Given data
╭──
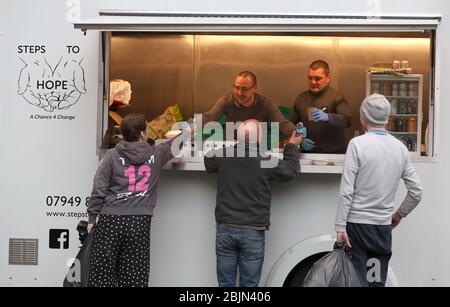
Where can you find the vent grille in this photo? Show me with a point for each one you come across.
(23, 251)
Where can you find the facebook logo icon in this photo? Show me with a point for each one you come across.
(59, 238)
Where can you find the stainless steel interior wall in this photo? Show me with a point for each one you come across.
(196, 70)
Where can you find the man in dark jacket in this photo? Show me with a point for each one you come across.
(323, 111)
(243, 203)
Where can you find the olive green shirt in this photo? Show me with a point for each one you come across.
(329, 136)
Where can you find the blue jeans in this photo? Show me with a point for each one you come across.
(243, 248)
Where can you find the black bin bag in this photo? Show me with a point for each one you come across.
(78, 274)
(335, 269)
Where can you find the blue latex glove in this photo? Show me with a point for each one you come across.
(319, 115)
(307, 144)
(301, 130)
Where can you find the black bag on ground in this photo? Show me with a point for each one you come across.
╰──
Copy the records above word for word, starting at the line that contains "Where can you find the stainless" and ending at the last line of the records, with both of those lines included.

Where can you find the stainless steel interior wall in this photo? Show me with a point for each one you come across.
(196, 70)
Where can you find the man in dark jacket in this photo? Show me with a point for each one you come across.
(323, 111)
(243, 203)
Where can you find the olive green shirt in this photo? Show me with a point for each one you come across.
(329, 136)
Where can you find the blue jeans in this photo? Show me with a point for each one you come across.
(243, 248)
Where can you find the black bin bag in this photo? Show me with a point for each one you come across.
(78, 274)
(335, 269)
Where can you find the blue latex glove in this photo? Show me with a point for each one you come across.
(319, 115)
(307, 144)
(301, 130)
Where can you find the black bag on ground in this photo? Show me with a point for each one you come across.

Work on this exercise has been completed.